= YOUR TASKS =
a) Retype the stretch of the character summary of The Basketball Diaries from "Over the course" through "views and facts.".
b) In the character summary of The Basketball Diaries, where is Carroll held when his mother does not come to see him?
c) Carry on the character summary of The Basketball Diaries from the point where it ends.

= EXTRACT =
---

Over the course of the diaries, Carroll is exposed to several cultural and political issues. He makes scathing attacks on hypocrisy. He condemns the U.S. use of the communist scare as a justification for building more nuclear weapons and engaging in the Vietnam War. He notes that poor junkies like him do not have the same treatment programs or escape options as middle-class or rich junkies have. He exposes the hypocrisy of narcotics police, who keep most confiscated drugs for themselves—to sell it on the streets. Ultimately, he predicts the publication of The Basketball Diaries, in which he intends to expose these views and facts.

Carroll’s Father
Carroll’s father is largely absent in the diaries. Even when he and his father talk, the conversation generally ends badly. Carroll is against the Vietnam War, while his father is for it. Also, Carroll wears his hair long like other members of the counterculture, something that bothers his father and his father’s friends, who goad Carroll’s father into picking fights with his son.

Carroll’s Mother
Carroll’s mother is largely absent in the diaries. She finds a bag of her son’s marijuana, but Carroll fools her into thinking that he does not have a drug problem. When he is in Riker’s juvenile prison, she does not come to see him.

---

= SUPPLIED RECORDS =
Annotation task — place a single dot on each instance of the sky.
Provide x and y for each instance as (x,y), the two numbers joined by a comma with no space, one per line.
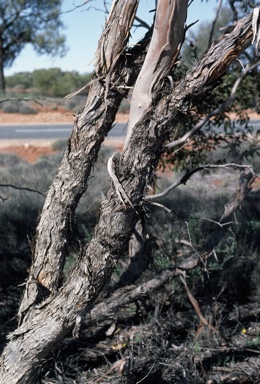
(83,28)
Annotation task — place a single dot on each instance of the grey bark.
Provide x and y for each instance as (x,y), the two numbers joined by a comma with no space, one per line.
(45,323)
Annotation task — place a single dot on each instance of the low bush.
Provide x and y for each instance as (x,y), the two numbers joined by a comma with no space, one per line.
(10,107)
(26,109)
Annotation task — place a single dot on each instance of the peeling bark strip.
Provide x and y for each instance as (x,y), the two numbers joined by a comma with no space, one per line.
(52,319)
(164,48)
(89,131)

---

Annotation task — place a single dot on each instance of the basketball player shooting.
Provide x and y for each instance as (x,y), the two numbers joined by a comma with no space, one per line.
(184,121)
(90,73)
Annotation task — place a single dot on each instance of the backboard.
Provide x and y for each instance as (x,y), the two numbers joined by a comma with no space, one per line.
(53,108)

---

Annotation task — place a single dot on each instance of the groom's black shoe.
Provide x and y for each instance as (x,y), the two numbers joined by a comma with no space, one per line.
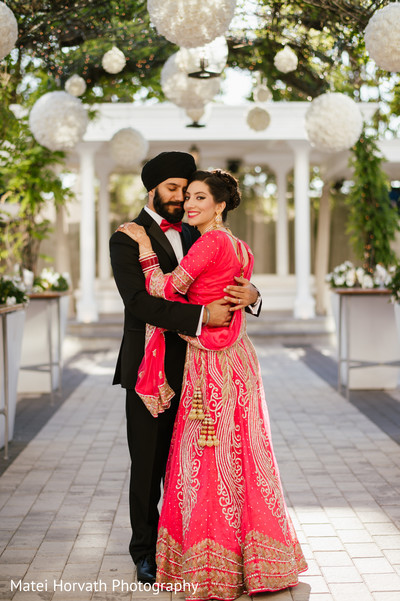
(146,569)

---

= OUTPUTS BY TASK =
a)
Over the course of the diaries, Carroll is exposed to several cultural and political issues. He makes scathing attacks on hypocrisy. He condemns the U.S. use of the communist scare as a justification for building more nuclear weapons and engaging in the Vietnam War. He notes that poor junkies like him do not have the same treatment programs or escape options as middle-class or rich junkies have. He exposes the hypocrisy of narcotics police, who keep most confiscated drugs for themselves—to sell it on the streets. Ultimately, he predicts the publication of The Basketball Diaries, in which he intends to expose these views and facts.

b) Riker's juvenile prison.

c)
Carroll’s Older Lover
Carroll describes an affair he has with an older woman, a rich divorcée who makes Carroll engage in bizarre sex acts in exchange for paying for his drug habit. However, when she tries to force a strung-out Carroll to have sex with her, he breaks off the affair.

Marc Clutcher
The junkie Marc Clutcher is one of Carroll’s basketball teammates. Along with Carroll and Anton Neutron, Clutcher performs poorly on the team because of his drug use. With others, Clutcher witnesses the woman who tries to commit suicide by jumping out of a window. He also smuggles peyote back from Mexico.

Deborah Duckster
Deborah Duckster, one of Carroll’s neighborhood friends, is a model. When Willie gets too drunk one night, he lunges for her, and she kicks him in the groin, knocking him out. Duckster witnesses the woman who tries to commit suicide by jumping out of a window.

Benny Greenbaum
Benny Greenbaum is a homosexual college scout who travels with Carroll’s high school team to some games. Greenbaum pays one of the team members to perform oral sex and gropes Carroll in his hotel room—under the pretense of fitting Carroll for a college uniform.

Lefty
Lefty is Carroll’s basketball coach in the Biddy League; Carroll suspects that Lefty is a homosexual, since Lefty gropes his players.

Jimmy Mancole
Jimmy Mancole is one of Carroll’s junkie friends. When the police raid Headquarters after a noise complaint, Mancole retaliates against the woman next door, whom he assumes made the complaint. Mancole and Carroll almost get caught shooting up in the park, and then they are swindled by a Mexican drug dealer. Mancole gives Carroll his first heroin shot when Carroll gets out of Riker’s and helps Carroll mug people in the park.

Anton Neutron
The junkie Anton Neutron is one of Carroll’s basketball teammates. Along with Carroll and Marc Clutcher, Neutron allows drug use to affect his performance on the team.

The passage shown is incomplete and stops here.